---------- TEXTE FOURNI

Le Comité a reporté sa décision sur la demande de Creaters Union of Arab (Egypt), de Danjuma Alta Eye Foundation (Nigeria) et de Femmes unies pour un avenir meilleur (Togo), compte des questions posées par les représentants du Soudan, de l’Azerbaïdjan et du Nicaragua.
Le représentant du Pakistan a aussi demandé pourquoi Gulshan-e-John (Pakistan) a soumis sa demande sous cette appellation, alors qu’elle a changé de nom en 2011. International Human Rights Protector’s Group (Inde) a été privée par le représentant de la Chine d’utiliser la terminologie officielle de la province chinoise de Taiwan. Celui de l’Inde a voulu savoir à quelles activités de l’ONU cette ONG a participé.
Poursuivant sa série de questions, le représentant du Pakistan s’est interrogé sur le nombre de personnes formées et les sources de financement des centres de formation de The Voice Society (Pakistan). Peut-on avoir la liste complète des 55 pays où Yay Gender Harmony (Indonésie) mène ses activités, a demandé la représentante de l’Iran. Quelles sont les relations entre cette ONG et les associations des droits de l’homme en Indonésie? Quelles activités a-t-elle menée en Inde, ces deux dernières années? a ajouté le représentant de l’Inde. Comment Action Against Hunger USA (États-Unis) peut-elle maintenir son indépendance alors que 90% de son budget vient du Gouvernement américain, s’est inquiété le représentant de la Chine. Celui du Soudan a demandé à Arab-European Center of Human Rights and International Law (AECHRIL) (Norvège) des détails sur ses trois divisions, y compris en Jordanie et au Royaume-Uni.
La représentante du Nicaragua a demandé à Asistencia Legal por los Derechos Humanos, Asociación Civil (Mexique) une liste des réunions de l’Organisation des États américains auxquelles elle a participé. Celui du Soudan a voulu savoir de Bahrain Center for Human Rights (Danemark) ses projets sur l’ouverture de nouveaux bureaux. La représentante de l’Iran a demandé à Center of Political Analysis and Information Security (Fédération du Russie) si ses membres sont aussi au Gouvernement.
La représentante de l’Afrique du Sud a voulu plus de précisions de la part de Citizens’ Alliance for North Korean Human Rights (République de Corée) notamment en sur ses programmes d’intégration des groupes défavorisés dans la société. Celle de la Chine a demandé à Database Center for North Korean Human Rights (NKDB) (République de Corée) ses sources d’informations sur la République populaire démocratique de Corée. La représentante de l’Iran a voulu en savoir plus sur les projets qu’Euro-Mediterranean Human Rights Network (Danemark) a lancés en 2015 sur la protection des migrants dans la région.

--------------------
---------- LISTE FOURNIE

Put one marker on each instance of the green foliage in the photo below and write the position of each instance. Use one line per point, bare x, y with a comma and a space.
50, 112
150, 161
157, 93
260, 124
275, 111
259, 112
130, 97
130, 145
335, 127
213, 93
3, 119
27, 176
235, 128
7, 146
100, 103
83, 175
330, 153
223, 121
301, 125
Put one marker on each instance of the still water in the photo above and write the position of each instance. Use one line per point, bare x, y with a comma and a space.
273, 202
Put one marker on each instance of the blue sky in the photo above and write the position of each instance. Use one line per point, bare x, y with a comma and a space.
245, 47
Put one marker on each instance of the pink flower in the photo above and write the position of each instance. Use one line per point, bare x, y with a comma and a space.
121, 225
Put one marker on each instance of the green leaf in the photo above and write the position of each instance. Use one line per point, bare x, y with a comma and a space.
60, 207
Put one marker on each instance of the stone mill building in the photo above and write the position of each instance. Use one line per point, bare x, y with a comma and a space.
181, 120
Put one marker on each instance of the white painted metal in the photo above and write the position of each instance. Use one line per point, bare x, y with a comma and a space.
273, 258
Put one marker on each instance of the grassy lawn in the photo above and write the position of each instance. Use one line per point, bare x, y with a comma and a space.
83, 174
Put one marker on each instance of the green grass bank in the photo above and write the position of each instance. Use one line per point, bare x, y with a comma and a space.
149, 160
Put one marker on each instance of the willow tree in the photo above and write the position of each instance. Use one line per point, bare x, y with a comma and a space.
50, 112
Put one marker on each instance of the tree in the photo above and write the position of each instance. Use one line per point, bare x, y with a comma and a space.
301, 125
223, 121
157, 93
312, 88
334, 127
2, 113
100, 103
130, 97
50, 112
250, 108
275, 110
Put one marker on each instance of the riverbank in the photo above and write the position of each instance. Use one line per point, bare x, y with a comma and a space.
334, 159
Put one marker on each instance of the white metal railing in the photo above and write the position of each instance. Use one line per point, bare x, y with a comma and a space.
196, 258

--------------------

_EXERCICES À FAIRE_
(a) D'après le compte rendu sur les demandes des ONG, pourquoi le représentant de la Chine doute-t-il de l'indépendance d'Action Against Hunger USA ? Répondez en une à trois phrases.
(b) Recopiez fidèlement le passage du compte rendu sur les demandes des ONG qui va de « Le Comité a » à « ONG a participé. ».
La liste n'est pas nécessaire pour réaliser ces exercices.

_CORRIGÉS DÉTAILLÉS_
(a) Le représentant de la Chine doute de l'indépendance d'Action Against Hunger USA parce que 90 % du budget de cette ONG provient du Gouvernement américain.

(b)
Le Comité a reporté sa décision sur la demande de Creaters Union of Arab (Egypt), de Danjuma Alta Eye Foundation (Nigeria) et de Femmes unies pour un avenir meilleur (Togo), compte des questions posées par les représentants du Soudan, de l’Azerbaïdjan et du Nicaragua.
Le représentant du Pakistan a aussi demandé pourquoi Gulshan-e-John (Pakistan) a soumis sa demande sous cette appellation, alors qu’elle a changé de nom en 2011. International Human Rights Protector’s Group (Inde) a été privée par le représentant de la Chine d’utiliser la terminologie officielle de la province chinoise de Taiwan. Celui de l’Inde a voulu savoir à quelles activités de l’ONU cette ONG a participé.